▶ Your goal
Pick out and copy every line below that has the word "chicken".

▶ Provided records
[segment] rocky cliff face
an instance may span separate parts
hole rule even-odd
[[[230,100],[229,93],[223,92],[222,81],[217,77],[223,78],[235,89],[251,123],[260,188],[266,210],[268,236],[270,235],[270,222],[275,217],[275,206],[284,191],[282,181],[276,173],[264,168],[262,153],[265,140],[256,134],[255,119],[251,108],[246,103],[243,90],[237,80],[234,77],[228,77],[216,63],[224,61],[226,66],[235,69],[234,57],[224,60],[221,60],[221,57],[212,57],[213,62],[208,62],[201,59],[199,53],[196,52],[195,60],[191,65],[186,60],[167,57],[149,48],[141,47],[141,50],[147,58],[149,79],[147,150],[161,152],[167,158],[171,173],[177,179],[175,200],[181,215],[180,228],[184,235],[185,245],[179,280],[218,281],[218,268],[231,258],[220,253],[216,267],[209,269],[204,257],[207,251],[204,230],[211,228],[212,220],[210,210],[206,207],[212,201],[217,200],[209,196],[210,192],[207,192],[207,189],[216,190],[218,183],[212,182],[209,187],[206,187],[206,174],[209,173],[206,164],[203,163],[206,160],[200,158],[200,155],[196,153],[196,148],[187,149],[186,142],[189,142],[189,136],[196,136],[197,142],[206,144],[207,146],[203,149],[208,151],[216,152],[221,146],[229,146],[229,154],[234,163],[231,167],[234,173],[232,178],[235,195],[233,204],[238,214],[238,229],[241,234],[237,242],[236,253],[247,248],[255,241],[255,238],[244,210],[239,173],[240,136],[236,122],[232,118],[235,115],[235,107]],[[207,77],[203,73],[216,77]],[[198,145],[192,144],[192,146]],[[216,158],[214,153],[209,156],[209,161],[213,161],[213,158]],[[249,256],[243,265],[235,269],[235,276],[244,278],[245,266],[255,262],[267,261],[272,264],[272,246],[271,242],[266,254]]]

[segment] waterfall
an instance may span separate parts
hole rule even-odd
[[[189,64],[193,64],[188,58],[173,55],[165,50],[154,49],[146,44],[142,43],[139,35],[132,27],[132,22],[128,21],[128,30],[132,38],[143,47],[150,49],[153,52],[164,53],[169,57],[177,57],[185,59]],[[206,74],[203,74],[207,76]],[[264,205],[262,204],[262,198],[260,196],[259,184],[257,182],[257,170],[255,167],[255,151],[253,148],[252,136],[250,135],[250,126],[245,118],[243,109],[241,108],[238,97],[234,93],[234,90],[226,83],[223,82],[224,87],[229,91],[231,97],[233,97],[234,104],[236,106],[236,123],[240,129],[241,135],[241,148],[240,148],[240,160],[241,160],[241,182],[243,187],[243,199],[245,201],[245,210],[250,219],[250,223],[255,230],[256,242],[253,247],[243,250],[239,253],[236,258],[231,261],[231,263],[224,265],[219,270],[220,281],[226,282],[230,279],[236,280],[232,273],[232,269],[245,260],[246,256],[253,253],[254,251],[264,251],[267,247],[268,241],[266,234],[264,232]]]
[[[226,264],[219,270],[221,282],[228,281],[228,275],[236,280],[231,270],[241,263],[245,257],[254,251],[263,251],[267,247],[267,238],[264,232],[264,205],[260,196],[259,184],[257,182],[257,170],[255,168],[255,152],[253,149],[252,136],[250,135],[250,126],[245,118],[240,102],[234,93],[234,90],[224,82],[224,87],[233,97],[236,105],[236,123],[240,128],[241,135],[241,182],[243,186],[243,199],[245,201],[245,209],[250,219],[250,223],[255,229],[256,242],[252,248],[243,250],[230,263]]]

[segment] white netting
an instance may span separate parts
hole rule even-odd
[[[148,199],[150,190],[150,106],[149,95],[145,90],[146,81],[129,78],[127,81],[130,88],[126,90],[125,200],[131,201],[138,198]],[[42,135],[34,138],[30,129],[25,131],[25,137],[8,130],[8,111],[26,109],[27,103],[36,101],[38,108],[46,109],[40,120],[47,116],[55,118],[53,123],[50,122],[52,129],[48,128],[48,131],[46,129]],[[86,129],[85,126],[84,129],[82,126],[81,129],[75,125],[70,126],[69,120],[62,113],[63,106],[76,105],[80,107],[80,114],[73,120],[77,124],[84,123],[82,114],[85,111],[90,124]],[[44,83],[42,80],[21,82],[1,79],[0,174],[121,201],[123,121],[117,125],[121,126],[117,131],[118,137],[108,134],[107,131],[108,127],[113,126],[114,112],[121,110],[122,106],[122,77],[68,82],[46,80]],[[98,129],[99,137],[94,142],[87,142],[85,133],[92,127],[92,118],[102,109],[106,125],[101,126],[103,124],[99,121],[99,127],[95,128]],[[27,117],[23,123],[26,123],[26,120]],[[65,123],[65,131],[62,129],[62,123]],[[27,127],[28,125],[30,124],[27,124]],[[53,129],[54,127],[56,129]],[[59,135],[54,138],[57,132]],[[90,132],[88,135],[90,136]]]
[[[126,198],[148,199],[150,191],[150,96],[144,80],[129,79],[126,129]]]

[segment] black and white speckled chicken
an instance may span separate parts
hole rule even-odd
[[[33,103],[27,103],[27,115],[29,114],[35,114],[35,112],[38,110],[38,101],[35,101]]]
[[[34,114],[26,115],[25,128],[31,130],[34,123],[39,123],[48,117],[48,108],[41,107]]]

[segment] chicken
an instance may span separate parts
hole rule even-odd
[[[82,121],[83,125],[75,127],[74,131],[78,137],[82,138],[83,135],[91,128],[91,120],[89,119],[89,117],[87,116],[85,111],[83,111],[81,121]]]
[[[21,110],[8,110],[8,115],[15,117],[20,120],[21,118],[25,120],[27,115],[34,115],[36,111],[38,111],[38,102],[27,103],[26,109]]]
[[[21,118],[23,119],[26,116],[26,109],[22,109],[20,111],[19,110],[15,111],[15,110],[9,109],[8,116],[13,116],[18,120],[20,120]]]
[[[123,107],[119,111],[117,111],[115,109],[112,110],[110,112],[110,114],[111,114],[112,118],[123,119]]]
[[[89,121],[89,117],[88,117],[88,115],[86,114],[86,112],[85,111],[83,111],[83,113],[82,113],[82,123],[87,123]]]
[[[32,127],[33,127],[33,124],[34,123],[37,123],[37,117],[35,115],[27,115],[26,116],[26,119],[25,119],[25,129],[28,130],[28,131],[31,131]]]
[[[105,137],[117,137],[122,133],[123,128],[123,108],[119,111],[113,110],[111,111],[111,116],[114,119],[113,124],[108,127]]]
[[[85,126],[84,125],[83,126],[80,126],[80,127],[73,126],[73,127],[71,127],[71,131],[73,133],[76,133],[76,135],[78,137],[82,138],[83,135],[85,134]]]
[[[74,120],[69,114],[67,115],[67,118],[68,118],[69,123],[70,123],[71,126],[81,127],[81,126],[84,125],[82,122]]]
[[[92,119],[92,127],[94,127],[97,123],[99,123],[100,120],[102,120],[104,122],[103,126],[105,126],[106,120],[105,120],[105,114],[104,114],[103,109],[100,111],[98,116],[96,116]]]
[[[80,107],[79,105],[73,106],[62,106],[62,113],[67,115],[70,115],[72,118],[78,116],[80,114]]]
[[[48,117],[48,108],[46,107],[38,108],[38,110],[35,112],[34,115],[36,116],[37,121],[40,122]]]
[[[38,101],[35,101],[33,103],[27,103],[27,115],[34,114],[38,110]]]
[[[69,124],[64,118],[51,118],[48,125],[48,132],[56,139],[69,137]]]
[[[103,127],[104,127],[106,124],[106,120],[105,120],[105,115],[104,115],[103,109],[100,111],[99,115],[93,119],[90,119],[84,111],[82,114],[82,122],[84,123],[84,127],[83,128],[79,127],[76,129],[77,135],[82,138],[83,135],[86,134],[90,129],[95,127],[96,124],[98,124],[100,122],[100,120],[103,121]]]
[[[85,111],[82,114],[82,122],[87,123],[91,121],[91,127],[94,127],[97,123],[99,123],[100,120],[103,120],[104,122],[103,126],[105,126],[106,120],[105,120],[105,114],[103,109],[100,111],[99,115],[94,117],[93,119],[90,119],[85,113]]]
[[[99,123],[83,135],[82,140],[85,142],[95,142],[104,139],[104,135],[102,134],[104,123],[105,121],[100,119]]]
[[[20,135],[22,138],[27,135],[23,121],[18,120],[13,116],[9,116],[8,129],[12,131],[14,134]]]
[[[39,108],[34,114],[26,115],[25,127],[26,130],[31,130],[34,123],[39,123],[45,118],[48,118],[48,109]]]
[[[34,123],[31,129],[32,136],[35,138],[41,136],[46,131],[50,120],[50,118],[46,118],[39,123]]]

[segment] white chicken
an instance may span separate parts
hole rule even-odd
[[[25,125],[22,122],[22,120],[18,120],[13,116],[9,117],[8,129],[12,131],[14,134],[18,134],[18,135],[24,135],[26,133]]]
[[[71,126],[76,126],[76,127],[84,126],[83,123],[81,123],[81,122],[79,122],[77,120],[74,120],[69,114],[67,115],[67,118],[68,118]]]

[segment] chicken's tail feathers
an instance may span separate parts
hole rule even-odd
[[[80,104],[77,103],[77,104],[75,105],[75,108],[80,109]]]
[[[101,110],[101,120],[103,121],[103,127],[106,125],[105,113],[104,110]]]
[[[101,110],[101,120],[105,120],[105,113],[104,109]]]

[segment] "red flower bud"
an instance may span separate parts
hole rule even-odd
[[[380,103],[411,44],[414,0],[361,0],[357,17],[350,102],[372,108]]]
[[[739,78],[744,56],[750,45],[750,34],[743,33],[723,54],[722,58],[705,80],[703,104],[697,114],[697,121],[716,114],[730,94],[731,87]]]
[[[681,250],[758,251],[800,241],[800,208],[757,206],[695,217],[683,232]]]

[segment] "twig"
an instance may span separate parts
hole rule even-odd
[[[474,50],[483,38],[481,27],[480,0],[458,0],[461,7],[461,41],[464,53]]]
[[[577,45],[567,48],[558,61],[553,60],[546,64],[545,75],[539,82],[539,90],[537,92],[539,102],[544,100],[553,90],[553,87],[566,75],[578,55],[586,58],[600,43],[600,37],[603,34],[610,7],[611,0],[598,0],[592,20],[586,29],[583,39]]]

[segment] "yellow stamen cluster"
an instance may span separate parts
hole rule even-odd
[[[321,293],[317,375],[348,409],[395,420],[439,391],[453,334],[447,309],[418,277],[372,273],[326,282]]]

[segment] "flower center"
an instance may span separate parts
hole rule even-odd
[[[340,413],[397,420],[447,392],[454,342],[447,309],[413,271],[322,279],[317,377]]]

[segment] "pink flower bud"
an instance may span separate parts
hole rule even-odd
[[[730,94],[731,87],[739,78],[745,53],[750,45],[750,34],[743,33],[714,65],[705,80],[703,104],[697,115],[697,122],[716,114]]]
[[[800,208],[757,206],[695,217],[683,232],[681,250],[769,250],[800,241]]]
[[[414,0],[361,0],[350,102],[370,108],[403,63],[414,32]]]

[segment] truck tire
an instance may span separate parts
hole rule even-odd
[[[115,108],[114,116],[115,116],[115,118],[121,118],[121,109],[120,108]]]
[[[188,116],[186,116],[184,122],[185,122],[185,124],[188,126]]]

▶ Written answer
[segment] black and white speckled chicken
[segment] chicken
[segment] white chicken
[segment] chicken's tail feathers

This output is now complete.